EXERCISE PROMPT:
You are asked to copy the entire listing exactly, apart from its pictures.

GIVEN RECORDS:
• • • • • • •

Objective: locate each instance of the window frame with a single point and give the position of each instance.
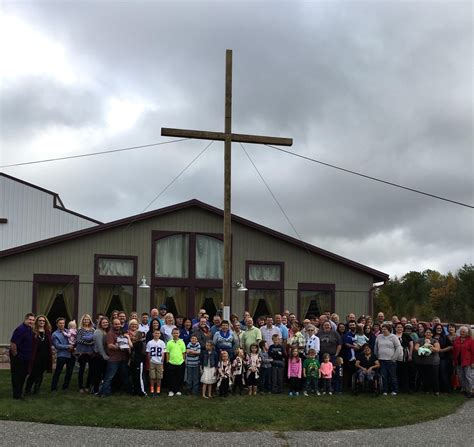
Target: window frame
(114, 280)
(315, 287)
(39, 278)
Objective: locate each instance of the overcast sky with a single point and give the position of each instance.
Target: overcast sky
(383, 88)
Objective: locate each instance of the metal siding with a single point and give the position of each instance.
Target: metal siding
(76, 257)
(31, 215)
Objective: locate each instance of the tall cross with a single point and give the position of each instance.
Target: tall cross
(227, 136)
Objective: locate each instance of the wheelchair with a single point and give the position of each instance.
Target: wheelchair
(370, 386)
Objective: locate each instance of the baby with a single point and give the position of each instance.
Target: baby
(71, 332)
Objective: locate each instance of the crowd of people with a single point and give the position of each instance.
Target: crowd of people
(320, 355)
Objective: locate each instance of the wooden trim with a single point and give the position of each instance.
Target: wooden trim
(39, 278)
(376, 275)
(114, 280)
(316, 287)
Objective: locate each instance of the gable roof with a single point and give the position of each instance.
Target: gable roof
(57, 202)
(377, 275)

• • • • • • •

RESULT OF THE TASK:
Objective: locate each instance of the window frame with a single point and give the position of each instance.
Target: window frame
(114, 280)
(315, 287)
(39, 278)
Objective: locate each instance of the overcast sky with a single point and give the position of each instance.
Target: overcast sky
(383, 88)
Objective: locate each instance of the metal siding with a single point and give the position of each instance.
Target: metal siding
(76, 257)
(31, 215)
Objective: locate each instance of the tall cross with a single point and give the position of each instance.
Target: tall cross
(227, 136)
Objective: locate each instance of the wheelchair with a single point and give the position of each instance.
Target: wheelchair
(370, 386)
Objective: locate each instance of the baby with a single point and give the position of each instance.
Target: baby
(71, 332)
Objective: locate each instance of the crowd of people with a single point and give the position of each instance.
Target: crowd of people
(320, 355)
Objective: locate each instance of the wooden trim with a single point and give the position of each instance.
Target: wooden trim
(39, 278)
(376, 275)
(114, 280)
(316, 287)
Objective: locate each instance of the gable roof with a single point and give the position of each instance.
Target: gable roof
(57, 202)
(377, 275)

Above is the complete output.